> **Exercise materials**
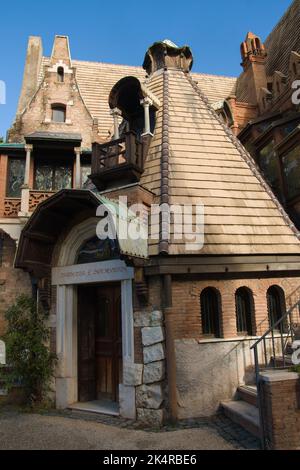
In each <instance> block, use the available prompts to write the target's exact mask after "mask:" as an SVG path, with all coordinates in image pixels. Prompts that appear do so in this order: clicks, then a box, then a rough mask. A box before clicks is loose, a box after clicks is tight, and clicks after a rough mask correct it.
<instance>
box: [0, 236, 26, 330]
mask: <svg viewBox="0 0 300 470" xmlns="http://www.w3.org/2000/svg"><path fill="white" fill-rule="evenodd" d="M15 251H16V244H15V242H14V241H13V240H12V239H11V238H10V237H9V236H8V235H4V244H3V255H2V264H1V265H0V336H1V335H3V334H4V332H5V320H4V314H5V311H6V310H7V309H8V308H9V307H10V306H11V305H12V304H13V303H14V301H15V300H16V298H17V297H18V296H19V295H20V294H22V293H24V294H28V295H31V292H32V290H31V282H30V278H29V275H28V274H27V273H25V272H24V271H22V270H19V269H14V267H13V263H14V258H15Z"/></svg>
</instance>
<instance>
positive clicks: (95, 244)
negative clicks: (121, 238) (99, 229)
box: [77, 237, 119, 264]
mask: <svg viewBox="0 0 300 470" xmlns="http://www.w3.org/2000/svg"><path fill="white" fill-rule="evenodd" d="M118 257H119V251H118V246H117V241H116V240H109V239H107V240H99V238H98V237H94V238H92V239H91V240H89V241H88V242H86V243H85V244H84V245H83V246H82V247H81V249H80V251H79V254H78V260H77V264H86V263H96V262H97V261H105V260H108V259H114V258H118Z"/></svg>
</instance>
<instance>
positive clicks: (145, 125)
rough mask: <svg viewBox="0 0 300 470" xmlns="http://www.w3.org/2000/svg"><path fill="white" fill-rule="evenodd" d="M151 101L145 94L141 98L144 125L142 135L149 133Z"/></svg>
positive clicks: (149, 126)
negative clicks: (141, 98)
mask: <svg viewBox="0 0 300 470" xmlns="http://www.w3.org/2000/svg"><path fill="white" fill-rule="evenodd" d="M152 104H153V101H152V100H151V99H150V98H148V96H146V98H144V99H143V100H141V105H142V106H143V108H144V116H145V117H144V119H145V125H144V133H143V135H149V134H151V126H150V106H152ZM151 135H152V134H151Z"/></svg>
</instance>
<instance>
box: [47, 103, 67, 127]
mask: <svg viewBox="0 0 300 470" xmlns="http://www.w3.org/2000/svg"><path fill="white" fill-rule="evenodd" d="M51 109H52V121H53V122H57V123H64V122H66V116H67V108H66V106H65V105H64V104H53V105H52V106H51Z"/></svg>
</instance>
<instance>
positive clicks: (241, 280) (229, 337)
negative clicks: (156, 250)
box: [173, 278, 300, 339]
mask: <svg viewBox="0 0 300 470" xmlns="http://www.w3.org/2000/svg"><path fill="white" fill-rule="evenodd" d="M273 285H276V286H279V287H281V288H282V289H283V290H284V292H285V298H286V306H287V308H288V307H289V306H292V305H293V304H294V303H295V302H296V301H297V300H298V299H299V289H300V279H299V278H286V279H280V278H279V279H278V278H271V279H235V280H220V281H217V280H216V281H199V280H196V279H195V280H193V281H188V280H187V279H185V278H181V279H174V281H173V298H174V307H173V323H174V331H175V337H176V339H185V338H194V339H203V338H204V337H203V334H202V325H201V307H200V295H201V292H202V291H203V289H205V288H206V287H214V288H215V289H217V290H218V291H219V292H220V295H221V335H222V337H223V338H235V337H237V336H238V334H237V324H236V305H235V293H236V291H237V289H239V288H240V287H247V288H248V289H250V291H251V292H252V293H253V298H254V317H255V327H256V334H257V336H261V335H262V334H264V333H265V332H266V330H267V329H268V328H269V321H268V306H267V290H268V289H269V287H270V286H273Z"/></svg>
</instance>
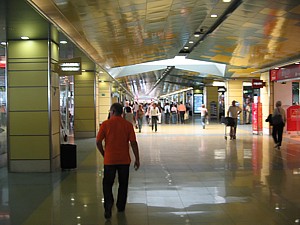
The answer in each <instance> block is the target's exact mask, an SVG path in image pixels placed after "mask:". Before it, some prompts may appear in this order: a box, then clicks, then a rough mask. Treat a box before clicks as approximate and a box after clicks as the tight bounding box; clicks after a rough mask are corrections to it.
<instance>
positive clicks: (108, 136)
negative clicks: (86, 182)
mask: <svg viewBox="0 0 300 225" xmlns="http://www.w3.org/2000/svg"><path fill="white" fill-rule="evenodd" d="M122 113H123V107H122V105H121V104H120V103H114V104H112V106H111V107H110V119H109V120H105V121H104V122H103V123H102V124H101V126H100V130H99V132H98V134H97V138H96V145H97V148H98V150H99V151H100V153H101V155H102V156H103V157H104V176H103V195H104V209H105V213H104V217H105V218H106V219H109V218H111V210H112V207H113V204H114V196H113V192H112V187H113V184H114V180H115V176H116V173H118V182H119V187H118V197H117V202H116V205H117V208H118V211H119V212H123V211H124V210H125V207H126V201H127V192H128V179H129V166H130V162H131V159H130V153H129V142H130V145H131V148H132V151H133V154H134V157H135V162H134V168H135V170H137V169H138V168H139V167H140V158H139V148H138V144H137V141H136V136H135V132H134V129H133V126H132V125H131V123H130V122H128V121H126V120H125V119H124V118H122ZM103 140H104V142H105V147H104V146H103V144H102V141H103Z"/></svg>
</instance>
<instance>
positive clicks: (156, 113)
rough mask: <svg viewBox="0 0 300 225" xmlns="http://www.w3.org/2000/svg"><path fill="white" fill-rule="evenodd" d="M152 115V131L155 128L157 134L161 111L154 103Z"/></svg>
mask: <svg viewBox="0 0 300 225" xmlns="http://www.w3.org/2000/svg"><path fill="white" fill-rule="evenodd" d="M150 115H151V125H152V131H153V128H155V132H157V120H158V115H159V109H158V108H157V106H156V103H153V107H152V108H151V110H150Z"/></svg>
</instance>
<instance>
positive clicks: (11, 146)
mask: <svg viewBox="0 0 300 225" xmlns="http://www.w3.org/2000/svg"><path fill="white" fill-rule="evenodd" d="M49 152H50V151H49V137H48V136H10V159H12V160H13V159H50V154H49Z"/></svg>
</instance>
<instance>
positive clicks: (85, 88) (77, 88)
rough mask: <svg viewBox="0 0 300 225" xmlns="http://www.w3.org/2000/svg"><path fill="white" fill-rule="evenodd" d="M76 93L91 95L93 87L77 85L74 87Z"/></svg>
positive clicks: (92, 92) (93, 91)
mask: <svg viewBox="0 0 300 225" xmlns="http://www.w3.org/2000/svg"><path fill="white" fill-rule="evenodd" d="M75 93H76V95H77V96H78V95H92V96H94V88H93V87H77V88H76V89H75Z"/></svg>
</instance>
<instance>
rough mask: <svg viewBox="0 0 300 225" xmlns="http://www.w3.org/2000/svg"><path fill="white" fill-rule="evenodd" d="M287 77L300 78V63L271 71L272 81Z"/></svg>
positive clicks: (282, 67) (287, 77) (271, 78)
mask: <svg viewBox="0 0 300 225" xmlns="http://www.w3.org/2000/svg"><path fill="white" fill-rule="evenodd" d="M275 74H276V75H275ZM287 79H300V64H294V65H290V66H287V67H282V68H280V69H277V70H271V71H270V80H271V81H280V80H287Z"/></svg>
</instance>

> **Instructions for the task**
Give back the records exactly, minus any pictures.

> **Written response**
In each <instance> block, use the available prompts to write the target's exact mask after "mask:" as an SVG path, with all coordinates in image pixels. Prompts that appear do so in this order: clicks, then a box, then a rough mask. A box before clicks is loose, a box after clicks is tight, and clicks after a rough mask correct it.
<instance>
box: [0, 236, 26, 330]
mask: <svg viewBox="0 0 300 470" xmlns="http://www.w3.org/2000/svg"><path fill="white" fill-rule="evenodd" d="M15 251H16V244H15V242H14V241H13V240H12V239H11V238H10V237H9V236H8V235H4V244H3V255H2V264H1V265H0V336H1V335H3V334H4V332H5V320H4V314H5V311H6V310H7V309H8V308H9V307H10V306H11V305H12V304H13V303H14V301H15V300H16V298H17V297H18V296H19V295H20V294H22V293H24V294H28V295H31V292H32V290H31V282H30V278H29V275H28V274H27V273H25V272H24V271H22V270H19V269H14V267H13V263H14V258H15Z"/></svg>
</instance>
<instance>
positive clicks: (95, 244)
negative clicks: (121, 238) (99, 229)
box: [77, 237, 119, 264]
mask: <svg viewBox="0 0 300 470" xmlns="http://www.w3.org/2000/svg"><path fill="white" fill-rule="evenodd" d="M118 257H119V251H118V246H117V241H116V240H109V239H107V240H99V238H98V237H94V238H92V239H91V240H89V241H88V242H86V243H85V244H84V245H83V246H82V247H81V249H80V251H79V254H78V260H77V264H86V263H96V262H97V261H105V260H108V259H114V258H118Z"/></svg>
</instance>
<instance>
positive clicks: (145, 125)
rough mask: <svg viewBox="0 0 300 470" xmlns="http://www.w3.org/2000/svg"><path fill="white" fill-rule="evenodd" d="M151 101L145 94L141 98L144 125L142 135L149 133Z"/></svg>
positive clicks: (149, 126)
negative clicks: (141, 98)
mask: <svg viewBox="0 0 300 470" xmlns="http://www.w3.org/2000/svg"><path fill="white" fill-rule="evenodd" d="M152 104H153V101H152V100H151V99H150V98H148V96H146V98H144V99H143V100H141V105H142V106H143V108H144V116H145V117H144V119H145V125H144V133H143V135H149V134H151V126H150V106H152ZM151 135H152V134H151Z"/></svg>
</instance>
<instance>
box: [47, 103, 67, 127]
mask: <svg viewBox="0 0 300 470" xmlns="http://www.w3.org/2000/svg"><path fill="white" fill-rule="evenodd" d="M51 109H52V121H53V122H57V123H64V122H66V116H67V108H66V106H65V105H64V104H53V105H52V106H51Z"/></svg>
</instance>
<instance>
positive clicks: (241, 280) (229, 337)
negative clicks: (156, 250)
box: [173, 278, 300, 339]
mask: <svg viewBox="0 0 300 470" xmlns="http://www.w3.org/2000/svg"><path fill="white" fill-rule="evenodd" d="M273 285H276V286H279V287H281V288H282V289H283V290H284V292H285V298H286V306H287V308H288V307H289V306H292V305H293V304H294V303H295V302H296V301H297V300H298V299H299V289H300V279H299V278H286V279H280V278H279V279H278V278H271V279H235V280H220V281H217V280H216V281H199V280H196V279H195V280H193V281H188V280H187V279H185V278H181V279H174V281H173V298H174V307H173V323H174V331H175V337H176V339H185V338H194V339H203V338H204V337H203V334H202V325H201V307H200V295H201V292H202V291H203V289H205V288H206V287H214V288H215V289H217V290H218V291H219V292H220V295H221V335H222V337H223V338H235V337H237V336H238V334H237V324H236V305H235V293H236V291H237V289H239V288H240V287H247V288H248V289H250V291H251V292H252V293H253V298H254V317H255V327H256V334H257V336H261V335H262V334H264V333H265V332H266V330H267V329H268V328H269V321H268V306H267V290H268V289H269V287H270V286H273Z"/></svg>
</instance>
The answer in each <instance> block is the target's exact mask, an SVG path in image pixels placed after "mask:". Before it, some prompts may appear in this order: a box, then clicks, then a rough mask. Treat a box before clicks as approximate and a box after clicks as the tight bounding box; clicks after a rough mask are corrections to it.
<instance>
positive clicks: (108, 136)
negative clicks: (86, 182)
mask: <svg viewBox="0 0 300 225" xmlns="http://www.w3.org/2000/svg"><path fill="white" fill-rule="evenodd" d="M122 113H123V107H122V105H121V104H120V103H114V104H112V106H111V107H110V119H109V120H105V121H104V122H103V123H102V124H101V126H100V130H99V132H98V134H97V138H96V145H97V148H98V150H99V151H100V153H101V155H102V156H103V157H104V176H103V195H104V209H105V213H104V217H105V218H106V219H109V218H111V210H112V207H113V204H114V196H113V192H112V187H113V184H114V180H115V176H116V173H118V182H119V187H118V197H117V202H116V205H117V208H118V211H119V212H123V211H124V210H125V207H126V201H127V192H128V179H129V166H130V162H131V159H130V153H129V142H130V145H131V148H132V151H133V154H134V157H135V162H134V168H135V170H137V169H138V168H139V167H140V158H139V148H138V144H137V141H136V136H135V132H134V129H133V126H132V125H131V123H130V122H128V121H126V120H125V119H124V118H122ZM103 140H104V142H105V147H104V146H103V144H102V141H103Z"/></svg>
</instance>
<instance>
positive clicks: (156, 113)
rough mask: <svg viewBox="0 0 300 225" xmlns="http://www.w3.org/2000/svg"><path fill="white" fill-rule="evenodd" d="M152 115V131L155 128L157 134L161 111L154 103Z"/></svg>
mask: <svg viewBox="0 0 300 225" xmlns="http://www.w3.org/2000/svg"><path fill="white" fill-rule="evenodd" d="M150 115H151V125H152V131H153V128H155V132H157V120H158V115H159V109H158V108H157V106H156V103H153V107H152V108H151V110H150Z"/></svg>
</instance>
<instance>
positive clicks: (11, 146)
mask: <svg viewBox="0 0 300 225" xmlns="http://www.w3.org/2000/svg"><path fill="white" fill-rule="evenodd" d="M49 152H50V151H49V137H48V136H10V159H12V160H13V159H50V154H49Z"/></svg>
</instance>
<instance>
positive clicks: (85, 88) (77, 88)
rough mask: <svg viewBox="0 0 300 225" xmlns="http://www.w3.org/2000/svg"><path fill="white" fill-rule="evenodd" d="M76 93L91 95L93 87L77 85L74 87Z"/></svg>
positive clicks: (92, 92) (93, 91)
mask: <svg viewBox="0 0 300 225" xmlns="http://www.w3.org/2000/svg"><path fill="white" fill-rule="evenodd" d="M75 93H76V95H77V96H78V95H92V96H94V88H93V87H77V88H76V89H75Z"/></svg>
</instance>
<instance>
rough mask: <svg viewBox="0 0 300 225" xmlns="http://www.w3.org/2000/svg"><path fill="white" fill-rule="evenodd" d="M287 77L300 78V63L271 71L272 81Z"/></svg>
positive clicks: (282, 67) (287, 77) (271, 78)
mask: <svg viewBox="0 0 300 225" xmlns="http://www.w3.org/2000/svg"><path fill="white" fill-rule="evenodd" d="M275 74H276V75H275ZM287 79H300V64H294V65H290V66H287V67H282V68H280V69H277V70H271V71H270V80H271V81H280V80H287Z"/></svg>
</instance>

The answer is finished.